● EXERCISE DETAILS: Transcribe every line below exactly; no image goes into the output.

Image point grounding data
▽

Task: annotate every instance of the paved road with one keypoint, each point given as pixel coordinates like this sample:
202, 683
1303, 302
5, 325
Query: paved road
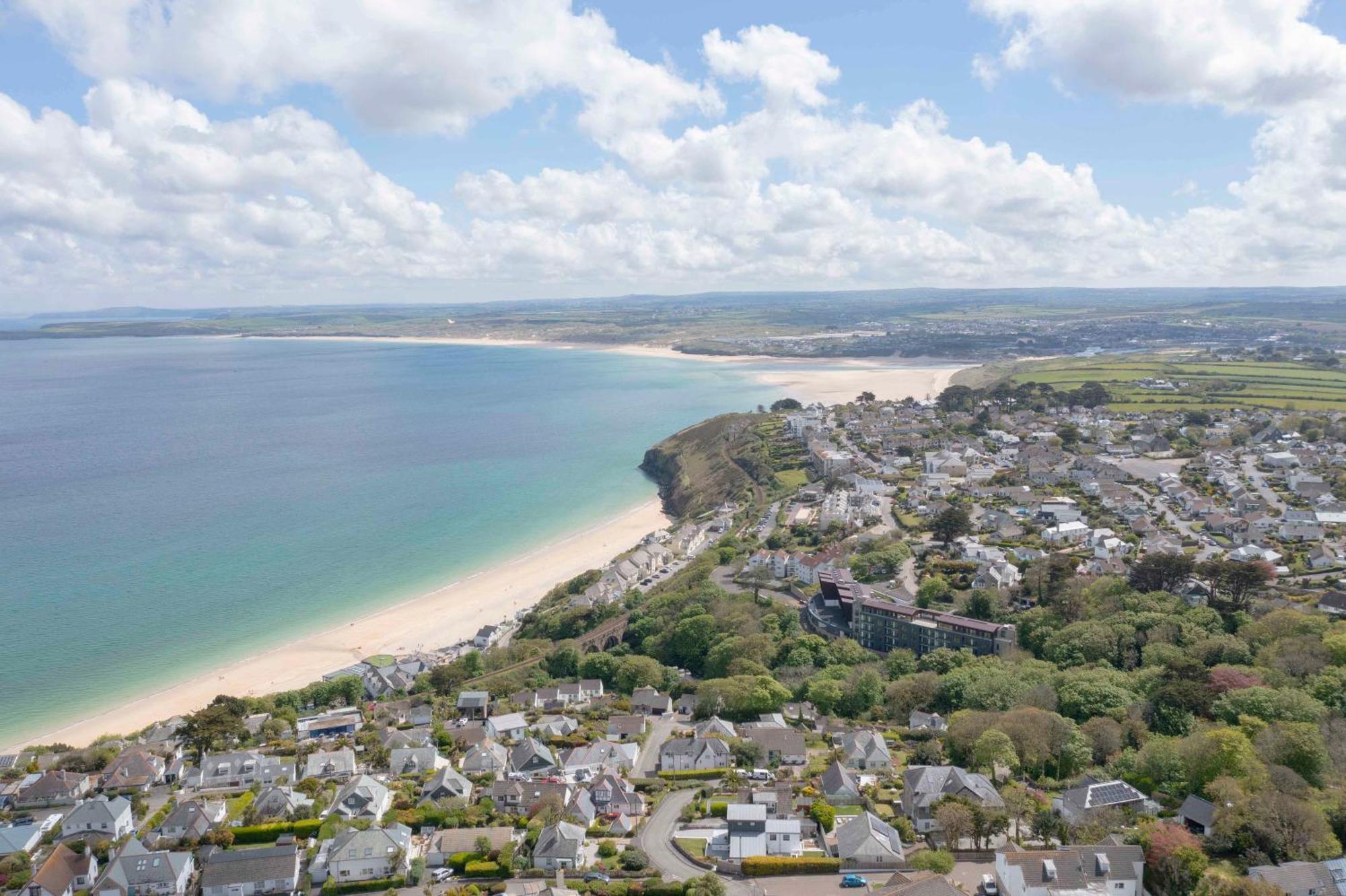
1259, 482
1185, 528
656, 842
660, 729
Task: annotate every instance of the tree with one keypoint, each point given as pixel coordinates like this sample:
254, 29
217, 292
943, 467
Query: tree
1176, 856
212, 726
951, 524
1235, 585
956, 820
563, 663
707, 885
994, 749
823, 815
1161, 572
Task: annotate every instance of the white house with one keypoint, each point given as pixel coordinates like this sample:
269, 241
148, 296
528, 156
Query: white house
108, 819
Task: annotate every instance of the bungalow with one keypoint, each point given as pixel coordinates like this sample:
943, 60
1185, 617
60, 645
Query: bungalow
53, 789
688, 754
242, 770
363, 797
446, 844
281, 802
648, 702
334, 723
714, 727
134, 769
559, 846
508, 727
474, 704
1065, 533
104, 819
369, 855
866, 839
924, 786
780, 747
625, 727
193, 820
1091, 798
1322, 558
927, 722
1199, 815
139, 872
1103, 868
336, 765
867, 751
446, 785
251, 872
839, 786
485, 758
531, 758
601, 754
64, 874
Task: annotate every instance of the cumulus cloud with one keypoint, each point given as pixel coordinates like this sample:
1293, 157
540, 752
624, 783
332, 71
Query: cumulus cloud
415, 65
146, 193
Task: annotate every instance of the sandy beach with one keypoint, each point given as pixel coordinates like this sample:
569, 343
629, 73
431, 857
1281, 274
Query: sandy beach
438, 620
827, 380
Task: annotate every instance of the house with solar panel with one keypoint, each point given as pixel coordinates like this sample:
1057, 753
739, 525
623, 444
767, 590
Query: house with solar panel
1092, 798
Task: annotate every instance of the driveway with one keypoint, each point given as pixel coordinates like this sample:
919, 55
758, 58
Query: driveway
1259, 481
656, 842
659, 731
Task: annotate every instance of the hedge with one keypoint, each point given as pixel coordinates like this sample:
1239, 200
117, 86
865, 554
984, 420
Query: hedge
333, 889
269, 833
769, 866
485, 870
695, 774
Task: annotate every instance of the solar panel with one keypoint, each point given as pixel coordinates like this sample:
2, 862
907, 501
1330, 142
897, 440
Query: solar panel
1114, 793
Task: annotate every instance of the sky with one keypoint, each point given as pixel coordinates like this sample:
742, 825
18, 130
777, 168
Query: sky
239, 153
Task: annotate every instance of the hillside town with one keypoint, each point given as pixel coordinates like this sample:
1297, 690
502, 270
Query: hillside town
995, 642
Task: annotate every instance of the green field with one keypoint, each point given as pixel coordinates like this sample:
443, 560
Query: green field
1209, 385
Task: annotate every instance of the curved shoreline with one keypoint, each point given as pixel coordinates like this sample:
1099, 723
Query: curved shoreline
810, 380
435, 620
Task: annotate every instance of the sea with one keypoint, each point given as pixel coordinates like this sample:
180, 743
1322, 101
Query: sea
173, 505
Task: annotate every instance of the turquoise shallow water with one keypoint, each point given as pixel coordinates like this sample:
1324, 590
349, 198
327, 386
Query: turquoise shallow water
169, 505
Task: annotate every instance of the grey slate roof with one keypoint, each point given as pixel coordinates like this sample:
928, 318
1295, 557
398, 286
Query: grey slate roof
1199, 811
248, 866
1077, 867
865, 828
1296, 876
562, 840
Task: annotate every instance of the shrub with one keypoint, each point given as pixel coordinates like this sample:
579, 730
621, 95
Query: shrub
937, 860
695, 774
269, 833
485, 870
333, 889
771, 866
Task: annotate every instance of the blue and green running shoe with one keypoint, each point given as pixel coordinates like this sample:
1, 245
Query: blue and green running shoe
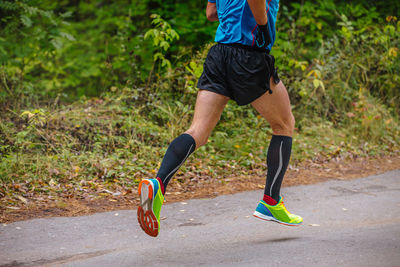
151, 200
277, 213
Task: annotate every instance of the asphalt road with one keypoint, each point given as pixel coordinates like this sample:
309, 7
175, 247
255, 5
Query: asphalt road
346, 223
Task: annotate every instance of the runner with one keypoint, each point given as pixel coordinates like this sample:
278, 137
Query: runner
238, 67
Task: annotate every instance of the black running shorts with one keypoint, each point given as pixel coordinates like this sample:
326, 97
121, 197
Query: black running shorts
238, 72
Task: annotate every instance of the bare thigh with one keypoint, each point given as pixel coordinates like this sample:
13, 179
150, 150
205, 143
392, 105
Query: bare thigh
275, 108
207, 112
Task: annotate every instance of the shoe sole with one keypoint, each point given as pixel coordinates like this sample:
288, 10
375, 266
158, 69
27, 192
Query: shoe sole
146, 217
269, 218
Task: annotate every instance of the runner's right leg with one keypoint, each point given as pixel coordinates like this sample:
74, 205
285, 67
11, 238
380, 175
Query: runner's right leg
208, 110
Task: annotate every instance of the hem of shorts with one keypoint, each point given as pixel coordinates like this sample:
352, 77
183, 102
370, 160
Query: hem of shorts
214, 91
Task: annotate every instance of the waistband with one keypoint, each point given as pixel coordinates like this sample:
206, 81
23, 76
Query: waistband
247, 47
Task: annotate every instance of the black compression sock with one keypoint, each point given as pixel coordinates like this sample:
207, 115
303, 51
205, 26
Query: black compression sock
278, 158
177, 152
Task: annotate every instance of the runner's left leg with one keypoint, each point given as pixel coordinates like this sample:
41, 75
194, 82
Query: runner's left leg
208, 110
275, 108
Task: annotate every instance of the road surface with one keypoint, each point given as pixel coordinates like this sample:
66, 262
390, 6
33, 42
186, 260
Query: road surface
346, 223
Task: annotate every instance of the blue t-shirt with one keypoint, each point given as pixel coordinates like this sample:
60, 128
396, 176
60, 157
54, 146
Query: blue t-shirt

△

● TASK ANSWER:
Task: annotate every instance of the paved road with one keypoint, each point given as pixel coordinates like this sample:
202, 683
1303, 302
5, 325
Query: paved road
1259, 482
1185, 528
656, 842
660, 729
Task: annotate every instance of the tree with one keypoint, each point given as pixel coordinates like this sample:
254, 29
217, 292
943, 467
Query: tree
1176, 856
212, 726
951, 524
1235, 585
956, 820
563, 663
707, 885
994, 749
823, 815
1161, 572
Task: annotate every instance of the white house with one keypoint, each point given as pixel coordinates like this sample:
269, 241
148, 296
528, 156
Query: white house
108, 819
Task: annotate every instance of the bungalow with one keypoint, each point given as pixel coordinates like this sample:
943, 60
1185, 617
60, 645
Query: bungalow
53, 789
688, 754
242, 770
363, 797
446, 844
281, 802
648, 702
334, 723
714, 727
134, 769
559, 846
508, 727
474, 704
1065, 533
104, 819
369, 855
866, 839
924, 786
780, 747
625, 727
193, 820
1091, 798
1322, 558
927, 722
1199, 815
139, 872
1103, 868
336, 765
867, 751
446, 785
251, 872
839, 786
485, 758
531, 758
601, 754
64, 874
Task: annotate every instance of the cumulus cloud with one keypoint, each point given as pixel coordinates like this sample:
1293, 157
540, 752
624, 783
332, 71
Query: cumulus cloud
415, 65
146, 193
Task: annotate every instance of the sandy beach with one keypoint, each point given as pixel coordinates like this sample:
569, 343
629, 73
431, 857
1281, 274
Query: sandy beach
438, 620
827, 380
Task: annotate every instance of the house with solar panel with one keypoint, each point given as pixel coordinates like this sample:
1057, 753
739, 525
623, 444
767, 590
Query: house with solar panel
1092, 798
Task: annotate every instance of the driveway with one keypoint, each point given as pixel coordinates like this sample:
919, 55
758, 58
Query: driveway
1259, 481
656, 842
659, 731
Task: annotate every instance of the hedge with one keypoint, each point given as pixel coordinates like this sample:
1239, 200
117, 86
865, 554
984, 420
Query: hedge
333, 889
269, 833
769, 866
485, 870
695, 774
Task: annotate every instance of the solar panel with one keypoint, each point given as pixel coordinates like this sample:
2, 862
907, 501
1330, 142
897, 440
Query: solar panel
1114, 793
Task: annotate every instance of the sky with one keypoint, each point given as pixel coordinates like this sample:
742, 825
18, 130
777, 168
Query: sky
239, 153
Task: annotate every instance of the hillside town with one keypoint, each point given as pixel coordinates like this sample:
1297, 690
502, 270
Query: hillside town
995, 642
Task: annotate every instance of the green field with one keypoint, each point given as pixel coordinates like this sample:
443, 560
Query: green field
1209, 385
Task: annotate every instance of the curved shoreline with one keypoint, each point given as pixel coordinates like this sample:
1099, 723
Query: curved shoreline
810, 380
435, 620
Task: annotate every instance of the sea with one keypoint, each point given as pixel coordinates like this sample:
180, 743
1322, 101
Query: sea
173, 505
Task: annotate every instance of the turquoise shallow water with one keypoint, each point given as pixel coordinates like this sample:
1324, 590
349, 198
327, 386
Query: turquoise shallow water
169, 505
Task: annotate every instance of the grey slate roof with one keypoint, each point given as pixel coordinates like this sample:
928, 318
1295, 557
398, 286
Query: grey slate roof
1199, 811
248, 866
1077, 867
865, 828
1296, 876
562, 840
Task: annotate every instance of the shrub with one keypoint, each point given as pixel coordinates like this sample:
579, 730
621, 95
Query: shrub
937, 860
695, 774
269, 833
485, 870
333, 889
771, 866
Task: annotate every instance of the blue and green running shoe with one keypoint, each point given as pixel coordinates like this sample:
1, 245
Query: blue and green running shoe
151, 200
277, 213
Task: annotate every instance of the asphalt road with one keypoint, each point given as pixel coordinates like this sample:
309, 7
175, 247
255, 5
Query: asphalt road
346, 223
Task: annotate every instance of the runner with one keypoint, each point given as pixel coordinates like this sample:
278, 137
Query: runner
238, 67
Task: annotate every instance of the black running shorts with one keypoint, each point given as pixel coordinates like this sample:
326, 97
121, 197
Query: black running shorts
238, 72
Task: annotate every instance of the bare thigh with one keypoint, each point given as pixel coordinates like this sample:
13, 179
150, 150
205, 143
392, 105
Query: bare thigh
275, 108
207, 112
Task: annotate every instance of the shoe sole with one keypoint, each point given as pixel coordinates like this sample:
288, 10
375, 266
158, 69
27, 192
Query: shoe sole
146, 217
269, 218
Task: annotate every instance of the runner's right leg with one keypoint, each point given as pixel coordinates like this sample:
74, 205
285, 67
11, 238
380, 175
Query: runner's right leg
208, 110
Task: annotate every instance of the hem of shorts with one keypoint, each point given as pixel coordinates like this sample:
352, 77
183, 102
370, 160
Query: hem of shorts
214, 91
Task: annotate every instance of the waistband with one keypoint, each point given as pixel coordinates like this sample:
206, 81
23, 76
Query: waistband
247, 47
Task: annotate every instance of the black compression sock with one keypoint, each point given as pixel coordinates like this sample:
207, 115
303, 51
205, 26
Query: black compression sock
278, 158
177, 152
Task: annotate every instance of the runner's left leg with one keypoint, each point given as pixel coordinates like this sample:
41, 75
194, 82
Query: runner's left leg
208, 110
275, 108
Task: annotate every instance of the road surface with one keypoint, each point given as pixel coordinates like this sample:
66, 262
390, 6
33, 42
186, 260
Query: road surface
346, 223
Task: annotate every instance of the blue t-shirt with one keypoint, each point given as pixel coordinates like this sample:
60, 128
396, 176
60, 157
54, 146
Query: blue t-shirt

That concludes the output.